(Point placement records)

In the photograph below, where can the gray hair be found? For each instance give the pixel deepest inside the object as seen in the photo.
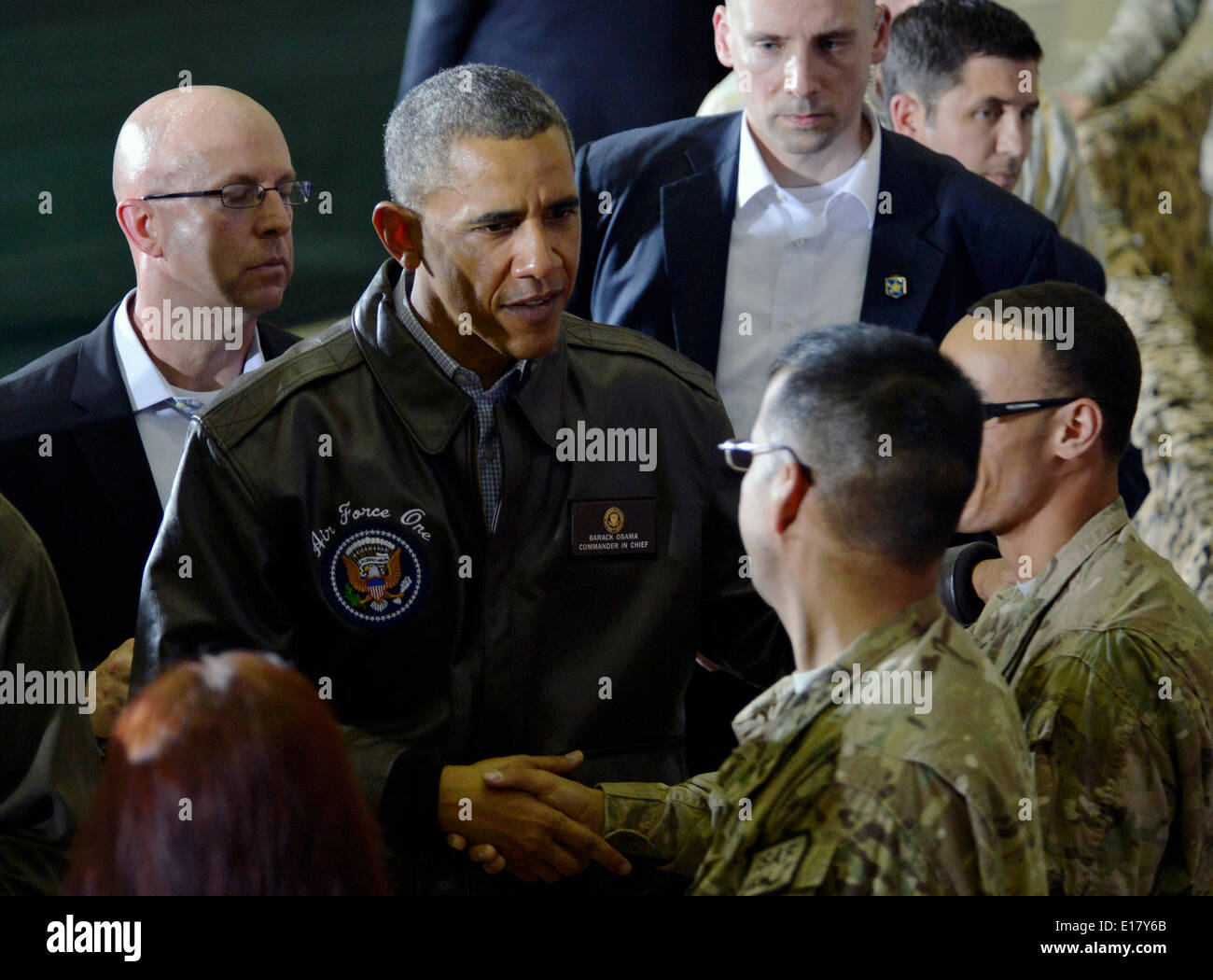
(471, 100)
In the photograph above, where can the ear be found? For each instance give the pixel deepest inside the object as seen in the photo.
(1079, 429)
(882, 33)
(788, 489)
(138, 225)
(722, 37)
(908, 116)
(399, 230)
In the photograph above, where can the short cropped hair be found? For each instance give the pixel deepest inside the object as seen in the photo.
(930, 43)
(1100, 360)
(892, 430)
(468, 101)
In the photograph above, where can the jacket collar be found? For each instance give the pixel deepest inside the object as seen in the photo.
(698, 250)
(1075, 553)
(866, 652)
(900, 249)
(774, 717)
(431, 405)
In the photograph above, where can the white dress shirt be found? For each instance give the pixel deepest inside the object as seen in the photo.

§ **EXERCISE INSTRUCTIONS**:
Retype every line of the listing above word for word, leaving out the picture.

§ **RESPONSE FOR THIS EXERCISE**:
In the photograph below, where can the gray hair be found? For each instance give the pixel deepest inside the object as seen in the photo.
(471, 100)
In the photograph above, where can the ear be found? For each instance give the pixel deepest inside the object as seen in the photo.
(1079, 429)
(882, 33)
(788, 489)
(138, 225)
(722, 37)
(908, 116)
(399, 230)
In the photograph above, where can the short cropped hair be found? For each instance give the pixel deepest inside the object as seen in the photo.
(930, 43)
(1100, 360)
(892, 430)
(468, 101)
In the photograph above, where can the jacket collar be found? For each instance give the pixel deepest inside the object as seen in the photo.
(698, 250)
(1075, 553)
(866, 652)
(900, 249)
(774, 717)
(431, 405)
In the photograph above, where can the white dress shirt be found? For each instance give the pixel deepest inside the object as seen in the photo.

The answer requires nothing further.